◆ Supplied records
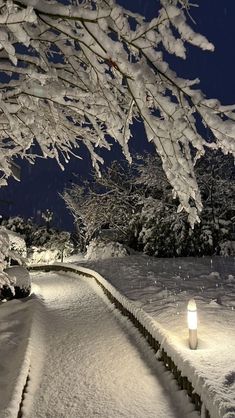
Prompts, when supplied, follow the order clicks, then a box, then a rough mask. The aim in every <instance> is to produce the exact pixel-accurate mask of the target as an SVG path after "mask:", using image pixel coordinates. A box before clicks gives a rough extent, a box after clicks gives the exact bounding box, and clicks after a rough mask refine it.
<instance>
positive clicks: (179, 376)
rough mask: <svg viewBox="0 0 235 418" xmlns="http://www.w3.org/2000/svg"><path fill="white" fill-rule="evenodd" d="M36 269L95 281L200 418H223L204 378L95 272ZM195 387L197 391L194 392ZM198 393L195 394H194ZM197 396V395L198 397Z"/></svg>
mask: <svg viewBox="0 0 235 418" xmlns="http://www.w3.org/2000/svg"><path fill="white" fill-rule="evenodd" d="M32 269H35V270H42V269H44V270H47V271H50V270H62V269H63V270H65V271H72V272H77V273H78V274H83V275H85V276H88V277H92V278H95V280H96V281H97V282H98V283H99V284H100V285H101V286H102V288H103V290H104V292H105V293H106V294H107V296H108V297H109V298H110V299H111V300H112V302H113V303H114V304H115V305H116V307H118V308H119V309H120V310H121V311H122V313H123V314H124V315H126V316H128V317H129V319H130V320H131V321H132V322H133V323H134V324H135V326H137V327H138V328H139V330H140V331H141V333H142V334H143V335H144V336H145V338H146V339H147V341H148V343H149V345H151V346H152V348H153V349H154V350H155V352H158V357H159V359H160V360H162V361H163V362H164V365H165V367H166V368H167V369H168V370H170V372H171V374H173V375H174V377H175V378H176V379H177V382H178V385H179V386H180V388H181V389H183V390H184V392H187V393H188V395H189V396H190V397H191V399H192V401H193V402H194V404H195V407H196V409H197V410H199V411H200V413H201V416H203V417H204V416H205V417H209V416H210V415H211V417H213V418H214V417H215V418H217V417H222V416H223V414H221V411H219V410H218V408H217V407H216V405H214V404H213V399H211V396H210V394H209V395H208V393H207V390H206V389H207V388H206V386H204V385H203V383H204V382H203V379H201V377H200V376H198V375H197V371H196V370H194V369H193V366H192V365H191V364H185V362H184V359H183V358H182V356H181V355H180V353H178V352H176V351H175V350H174V349H173V347H172V342H171V340H170V338H169V337H168V336H167V334H166V333H165V332H164V330H163V329H162V327H161V326H160V325H159V326H156V321H153V320H152V318H151V317H149V315H148V314H146V313H145V312H144V311H143V310H142V309H140V308H137V307H136V306H135V304H134V303H133V302H131V301H129V300H128V299H127V298H125V297H123V296H122V295H121V294H120V293H119V292H117V290H116V289H115V288H114V287H113V286H111V285H110V284H109V283H108V282H107V281H106V280H105V279H104V278H103V277H102V276H100V275H99V274H98V273H96V272H94V271H92V270H90V269H87V268H82V267H78V266H75V265H71V264H70V265H69V266H68V265H66V264H57V265H50V266H45V265H44V266H42V265H41V266H34V267H32ZM194 388H196V391H195V389H194ZM196 392H197V393H196ZM199 395H200V396H199Z"/></svg>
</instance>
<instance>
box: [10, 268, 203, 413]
mask: <svg viewBox="0 0 235 418" xmlns="http://www.w3.org/2000/svg"><path fill="white" fill-rule="evenodd" d="M53 267H54V266H53ZM59 268H60V269H61V266H60V267H59ZM80 274H81V273H80ZM34 283H35V284H33V291H34V292H35V293H36V295H37V297H39V296H40V299H41V301H42V303H43V305H44V314H43V313H42V312H41V316H40V318H41V321H42V322H43V326H44V339H43V340H44V350H45V351H44V353H43V356H42V350H41V348H42V346H41V344H40V341H38V347H37V348H36V345H35V344H34V345H33V351H34V353H33V361H32V362H31V365H30V372H29V379H28V384H27V388H26V390H25V394H24V400H23V402H22V405H21V411H20V413H19V415H18V416H21V417H24V418H26V417H30V418H79V417H81V418H91V417H94V416H98V417H102V418H120V417H123V418H129V417H132V418H142V417H148V418H151V417H152V418H156V416H157V417H158V418H166V417H167V418H173V417H178V418H179V417H181V418H182V417H186V416H187V417H192V418H193V417H194V418H195V417H198V414H197V413H196V412H195V411H194V410H193V405H192V404H190V403H189V402H188V399H187V397H186V395H185V394H182V392H179V391H178V393H177V388H176V384H175V383H174V381H173V379H171V378H170V377H169V373H168V372H164V367H163V365H162V364H161V363H158V362H156V361H155V358H154V355H153V352H152V350H151V349H150V348H149V346H148V345H147V343H146V341H145V340H144V338H143V337H142V336H141V335H140V333H139V332H138V331H137V330H136V329H135V328H134V327H133V326H132V324H130V321H128V320H127V319H126V318H123V316H122V315H121V314H120V313H119V312H118V311H117V310H116V309H115V307H114V305H113V304H111V303H110V302H109V301H108V299H107V298H106V296H105V295H104V294H103V292H102V289H101V288H100V287H99V286H97V283H95V281H94V280H87V278H84V277H81V276H80V277H79V278H77V277H74V275H73V276H72V277H71V275H70V276H69V275H68V274H65V273H64V272H61V273H59V272H57V273H48V274H44V273H43V274H39V275H38V276H37V277H36V278H35V280H34ZM40 310H41V309H40ZM36 353H39V355H38V359H37V357H36ZM43 357H44V358H43ZM37 360H38V361H37ZM40 369H41V378H40V379H38V372H39V370H40ZM35 381H36V382H40V384H39V385H38V387H37V385H36V384H35ZM164 384H165V387H168V388H169V387H170V391H169V389H168V393H167V390H166V389H165V388H164ZM170 392H172V393H173V396H171V393H170ZM174 398H175V399H174ZM180 404H181V408H180Z"/></svg>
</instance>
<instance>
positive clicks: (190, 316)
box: [188, 299, 197, 330]
mask: <svg viewBox="0 0 235 418" xmlns="http://www.w3.org/2000/svg"><path fill="white" fill-rule="evenodd" d="M188 327H189V329H192V330H195V329H197V305H196V302H195V300H194V299H190V301H189V303H188Z"/></svg>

◆ Work task
Rewrite the records with "positive clicks" changed to "foreground clicks" throughout, keeping everything else the same and leaving out the pictures.

◆ Output for this task
Prompts, when supplied, follow the order clicks, then a box, then a rough mask. The aim in every <instance> is to produce the exact pixel-accurate mask of the target as an SVG path after "mask:", using image pixel coordinates. A box before clicks gives a rough extent, a box after clicks gives the exact bounding box, and clicks after a rough mask refine it.
<instance>
foreground clicks: (179, 376)
rough mask: <svg viewBox="0 0 235 418" xmlns="http://www.w3.org/2000/svg"><path fill="white" fill-rule="evenodd" d="M36 269L95 281L200 418H223L204 378L95 272ZM195 387L197 391L194 392ZM198 393L195 394H194ZM197 396V395L198 397Z"/></svg>
mask: <svg viewBox="0 0 235 418" xmlns="http://www.w3.org/2000/svg"><path fill="white" fill-rule="evenodd" d="M32 269H35V270H42V269H44V270H47V271H50V270H62V269H63V270H65V271H72V272H77V273H78V274H83V275H85V276H88V277H92V278H95V280H96V281H97V282H98V283H99V284H100V285H101V286H102V288H103V290H104V292H105V293H106V294H107V296H108V297H109V298H110V299H111V300H112V302H113V303H114V304H115V305H116V307H118V308H119V309H120V310H121V311H122V313H123V314H124V315H126V316H128V317H129V319H130V320H131V321H132V322H133V323H134V324H135V326H137V327H138V328H139V330H140V331H141V333H142V334H143V335H144V336H145V338H146V339H147V341H148V343H149V345H151V346H152V348H153V349H154V350H155V352H158V357H159V359H160V360H162V361H163V362H164V365H165V367H166V368H167V369H168V370H170V372H171V374H173V375H174V377H175V378H176V379H177V382H178V385H179V386H180V388H181V389H183V390H184V392H187V393H188V395H189V396H190V397H191V399H192V401H193V402H194V404H195V407H196V409H197V410H199V411H200V413H201V416H203V417H204V416H205V417H209V416H210V415H211V417H213V418H214V417H215V418H217V417H222V416H223V414H221V411H219V410H218V408H217V407H216V405H214V404H213V399H211V396H210V394H209V395H208V393H207V390H206V389H207V388H206V386H204V385H203V383H204V382H203V379H201V377H200V376H198V375H197V371H196V370H194V369H193V366H192V365H191V364H185V362H184V359H183V358H182V356H181V355H180V353H178V352H176V351H175V350H174V349H173V347H172V342H171V340H170V338H169V337H168V336H167V334H166V333H165V332H164V330H163V329H162V327H161V326H160V325H159V326H156V321H153V320H152V318H151V317H149V315H148V314H146V313H145V312H144V311H143V310H142V309H140V308H137V307H136V306H135V304H134V303H133V302H131V301H129V300H128V299H127V298H125V297H123V296H122V295H121V294H120V293H119V292H117V290H116V289H115V288H114V287H113V286H111V285H110V284H109V283H108V282H107V281H106V280H105V279H104V278H103V277H102V276H100V275H99V274H98V273H96V272H94V271H92V270H90V269H87V268H82V267H78V266H75V265H71V264H70V265H69V266H68V265H66V264H57V265H50V266H45V265H44V266H42V265H41V266H34V267H32ZM194 388H196V391H195V389H194ZM196 392H197V393H196ZM199 395H200V396H199Z"/></svg>
</instance>
<instance>
box: [10, 268, 203, 413]
mask: <svg viewBox="0 0 235 418" xmlns="http://www.w3.org/2000/svg"><path fill="white" fill-rule="evenodd" d="M53 267H54V266H53ZM59 268H60V269H61V266H60V267H59ZM80 274H81V273H80ZM34 283H35V284H33V291H34V292H35V293H36V295H37V297H39V296H40V299H41V301H42V303H43V305H44V314H43V313H42V312H41V316H40V318H41V321H42V322H43V326H44V339H43V340H44V350H45V351H44V353H43V356H42V350H41V348H42V346H41V344H40V341H38V347H37V348H36V345H35V344H34V345H33V351H34V353H33V361H32V362H31V365H30V372H29V379H28V384H27V388H26V390H25V394H24V400H23V402H22V405H21V411H20V413H19V415H18V416H21V417H24V418H26V417H30V418H79V417H81V418H91V417H94V416H98V417H102V418H120V417H123V418H129V417H132V418H142V417H148V418H151V417H152V418H156V416H157V417H158V418H166V417H167V418H173V417H178V418H179V417H181V418H182V417H186V416H187V417H192V418H193V417H194V418H195V417H198V414H197V413H196V412H195V411H194V410H193V405H192V404H190V403H189V402H188V399H187V397H186V395H185V394H182V392H179V391H178V393H177V388H176V384H175V383H174V381H173V379H171V378H170V377H169V373H168V372H164V367H163V365H162V364H161V363H158V362H156V361H155V358H154V355H153V352H152V350H151V349H150V348H149V346H148V345H147V343H146V341H145V340H144V338H143V337H142V336H141V335H140V333H139V332H138V331H137V330H136V329H135V328H134V327H133V326H132V324H130V321H128V320H127V319H126V318H123V316H122V315H121V314H120V313H119V312H118V311H117V310H116V309H115V307H114V305H113V304H111V303H110V302H109V301H108V299H107V298H106V296H105V295H104V294H103V292H102V289H101V288H100V287H99V286H97V283H95V281H94V280H87V278H84V277H81V276H80V277H79V278H77V277H74V275H73V276H72V277H71V275H70V276H69V275H68V274H65V273H64V272H61V273H59V272H57V273H48V274H44V273H43V274H39V275H38V276H37V277H36V278H35V280H34ZM40 310H41V309H40ZM36 353H39V355H38V359H37V357H36ZM43 357H44V358H43ZM37 360H38V361H37ZM40 369H41V378H40V379H38V372H39V370H40ZM35 381H36V382H40V384H39V385H38V387H37V385H36V384H35ZM164 384H165V387H168V388H169V387H170V391H169V389H168V393H167V390H166V389H165V388H164ZM170 392H172V393H173V396H171V393H170ZM174 398H175V399H174ZM180 404H181V408H180Z"/></svg>
</instance>
<instance>
foreground clicks: (190, 316)
box: [188, 299, 197, 330]
mask: <svg viewBox="0 0 235 418" xmlns="http://www.w3.org/2000/svg"><path fill="white" fill-rule="evenodd" d="M188 327H189V329H192V330H195V329H197V305H196V302H195V300H194V299H190V301H189V303H188Z"/></svg>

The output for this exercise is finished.